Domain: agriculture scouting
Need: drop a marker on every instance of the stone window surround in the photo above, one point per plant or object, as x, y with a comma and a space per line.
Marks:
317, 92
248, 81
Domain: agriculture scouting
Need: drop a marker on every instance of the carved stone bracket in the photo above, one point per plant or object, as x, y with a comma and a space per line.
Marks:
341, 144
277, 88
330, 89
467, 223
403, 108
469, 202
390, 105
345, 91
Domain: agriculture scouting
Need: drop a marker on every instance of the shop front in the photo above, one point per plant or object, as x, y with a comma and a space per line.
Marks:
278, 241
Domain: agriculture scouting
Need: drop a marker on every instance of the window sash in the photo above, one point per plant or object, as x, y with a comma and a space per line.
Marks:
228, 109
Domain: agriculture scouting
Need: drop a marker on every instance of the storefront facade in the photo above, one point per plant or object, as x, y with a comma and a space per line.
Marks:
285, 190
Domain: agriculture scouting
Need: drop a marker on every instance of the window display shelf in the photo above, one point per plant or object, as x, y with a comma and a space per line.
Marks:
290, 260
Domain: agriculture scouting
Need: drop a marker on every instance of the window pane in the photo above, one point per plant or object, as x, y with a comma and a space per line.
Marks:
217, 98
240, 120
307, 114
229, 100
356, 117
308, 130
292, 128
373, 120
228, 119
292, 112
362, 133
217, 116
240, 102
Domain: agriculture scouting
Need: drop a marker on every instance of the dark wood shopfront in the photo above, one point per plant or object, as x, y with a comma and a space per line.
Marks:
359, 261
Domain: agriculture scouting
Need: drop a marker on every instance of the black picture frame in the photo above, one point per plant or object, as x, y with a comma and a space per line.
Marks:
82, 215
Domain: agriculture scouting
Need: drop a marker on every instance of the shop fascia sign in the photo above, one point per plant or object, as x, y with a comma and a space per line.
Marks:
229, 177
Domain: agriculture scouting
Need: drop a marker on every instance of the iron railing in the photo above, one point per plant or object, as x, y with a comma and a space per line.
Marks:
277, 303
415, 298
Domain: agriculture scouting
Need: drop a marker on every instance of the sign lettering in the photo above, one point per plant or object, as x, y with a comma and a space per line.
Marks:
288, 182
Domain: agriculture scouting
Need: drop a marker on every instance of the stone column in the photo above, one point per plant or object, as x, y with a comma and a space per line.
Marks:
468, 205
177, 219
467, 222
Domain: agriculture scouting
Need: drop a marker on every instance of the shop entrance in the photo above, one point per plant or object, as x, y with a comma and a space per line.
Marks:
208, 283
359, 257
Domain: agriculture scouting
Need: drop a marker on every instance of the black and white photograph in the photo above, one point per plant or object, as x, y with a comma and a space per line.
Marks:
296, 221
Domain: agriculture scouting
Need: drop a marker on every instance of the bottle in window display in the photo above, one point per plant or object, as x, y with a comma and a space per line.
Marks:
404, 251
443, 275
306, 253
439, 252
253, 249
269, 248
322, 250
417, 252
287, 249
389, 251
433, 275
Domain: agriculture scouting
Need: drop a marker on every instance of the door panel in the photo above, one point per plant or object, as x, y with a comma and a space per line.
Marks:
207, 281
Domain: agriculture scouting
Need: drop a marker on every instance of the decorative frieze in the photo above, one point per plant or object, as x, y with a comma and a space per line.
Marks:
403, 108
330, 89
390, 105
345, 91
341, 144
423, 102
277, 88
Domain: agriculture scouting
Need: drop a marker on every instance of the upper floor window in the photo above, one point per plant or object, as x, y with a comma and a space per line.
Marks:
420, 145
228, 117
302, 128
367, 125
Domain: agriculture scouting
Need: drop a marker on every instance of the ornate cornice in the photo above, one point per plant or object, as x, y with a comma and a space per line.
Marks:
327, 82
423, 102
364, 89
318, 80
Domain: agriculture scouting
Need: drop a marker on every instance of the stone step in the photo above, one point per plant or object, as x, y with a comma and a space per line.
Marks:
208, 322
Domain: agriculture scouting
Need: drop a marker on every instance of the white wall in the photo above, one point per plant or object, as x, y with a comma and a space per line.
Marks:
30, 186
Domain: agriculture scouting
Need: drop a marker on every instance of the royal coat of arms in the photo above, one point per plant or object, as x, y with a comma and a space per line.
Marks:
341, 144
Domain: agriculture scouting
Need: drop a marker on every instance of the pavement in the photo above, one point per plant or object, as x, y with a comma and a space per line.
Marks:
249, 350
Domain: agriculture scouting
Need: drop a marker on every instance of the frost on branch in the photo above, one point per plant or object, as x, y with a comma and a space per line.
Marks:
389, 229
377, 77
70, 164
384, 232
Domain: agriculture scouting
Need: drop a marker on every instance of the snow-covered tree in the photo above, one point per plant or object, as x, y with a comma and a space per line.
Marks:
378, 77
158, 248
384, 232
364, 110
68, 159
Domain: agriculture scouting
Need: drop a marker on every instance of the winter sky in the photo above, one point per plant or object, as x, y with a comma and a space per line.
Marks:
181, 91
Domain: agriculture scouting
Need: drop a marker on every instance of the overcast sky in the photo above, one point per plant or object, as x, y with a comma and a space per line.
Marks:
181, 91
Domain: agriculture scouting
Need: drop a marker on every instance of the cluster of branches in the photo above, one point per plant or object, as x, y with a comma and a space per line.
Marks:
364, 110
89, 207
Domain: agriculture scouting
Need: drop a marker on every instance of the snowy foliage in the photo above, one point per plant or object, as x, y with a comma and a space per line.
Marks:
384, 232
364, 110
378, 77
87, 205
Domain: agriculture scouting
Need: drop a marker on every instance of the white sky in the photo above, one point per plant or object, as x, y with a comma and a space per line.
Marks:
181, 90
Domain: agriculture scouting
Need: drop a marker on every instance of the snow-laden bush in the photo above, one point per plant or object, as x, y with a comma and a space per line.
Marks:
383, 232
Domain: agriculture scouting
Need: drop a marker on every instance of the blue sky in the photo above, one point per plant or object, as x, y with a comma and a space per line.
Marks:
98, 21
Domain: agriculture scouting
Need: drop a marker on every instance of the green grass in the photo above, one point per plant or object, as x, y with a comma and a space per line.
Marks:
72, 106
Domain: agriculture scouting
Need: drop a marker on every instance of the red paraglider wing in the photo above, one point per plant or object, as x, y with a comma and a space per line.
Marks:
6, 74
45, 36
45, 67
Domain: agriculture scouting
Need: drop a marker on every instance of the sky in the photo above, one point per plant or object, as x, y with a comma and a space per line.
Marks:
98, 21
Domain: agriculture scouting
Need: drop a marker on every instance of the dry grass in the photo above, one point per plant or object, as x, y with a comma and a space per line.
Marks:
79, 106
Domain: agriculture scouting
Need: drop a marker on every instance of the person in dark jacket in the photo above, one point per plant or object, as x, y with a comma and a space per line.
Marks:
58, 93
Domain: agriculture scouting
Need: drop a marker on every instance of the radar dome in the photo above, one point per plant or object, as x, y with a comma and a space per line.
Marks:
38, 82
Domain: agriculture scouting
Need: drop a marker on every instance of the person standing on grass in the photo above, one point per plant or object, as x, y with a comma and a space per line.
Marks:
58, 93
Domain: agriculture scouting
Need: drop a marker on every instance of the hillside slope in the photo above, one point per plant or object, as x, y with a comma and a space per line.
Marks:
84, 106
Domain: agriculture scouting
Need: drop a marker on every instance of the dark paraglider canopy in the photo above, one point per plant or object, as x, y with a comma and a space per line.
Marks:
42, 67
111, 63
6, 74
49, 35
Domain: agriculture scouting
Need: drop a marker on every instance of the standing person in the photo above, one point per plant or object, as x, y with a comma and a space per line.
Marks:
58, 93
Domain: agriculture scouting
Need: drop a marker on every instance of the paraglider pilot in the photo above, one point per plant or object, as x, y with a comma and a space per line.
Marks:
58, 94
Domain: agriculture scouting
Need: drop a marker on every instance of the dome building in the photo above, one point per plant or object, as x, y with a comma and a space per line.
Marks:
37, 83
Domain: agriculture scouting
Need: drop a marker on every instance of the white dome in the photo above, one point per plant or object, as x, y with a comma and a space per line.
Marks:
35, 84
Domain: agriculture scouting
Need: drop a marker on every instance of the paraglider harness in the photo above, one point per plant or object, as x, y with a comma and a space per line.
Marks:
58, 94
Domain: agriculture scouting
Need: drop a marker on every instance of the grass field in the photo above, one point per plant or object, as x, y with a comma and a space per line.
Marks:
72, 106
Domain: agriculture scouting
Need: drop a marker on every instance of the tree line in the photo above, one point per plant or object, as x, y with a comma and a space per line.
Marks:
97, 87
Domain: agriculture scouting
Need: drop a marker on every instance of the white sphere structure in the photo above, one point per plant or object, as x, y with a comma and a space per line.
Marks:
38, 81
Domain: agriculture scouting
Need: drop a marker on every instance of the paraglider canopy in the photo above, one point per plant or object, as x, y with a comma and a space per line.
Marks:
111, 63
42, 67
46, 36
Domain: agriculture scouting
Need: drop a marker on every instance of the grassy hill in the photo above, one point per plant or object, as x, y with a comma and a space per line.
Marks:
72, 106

+ + + +

▸ 課題
上の記録から「black」という語を含む行をすべて拾い出し、一行ずつ書き写してください。

▸ 解答例
Need: drop a marker on every instance of the black picture frame in the photo above, one point per plant or object, as x, y with a comma and a space per line.
Need: drop a marker on every instance of the black and white photograph in the photo above, one point per plant or object, as x, y with a comma and a space per line.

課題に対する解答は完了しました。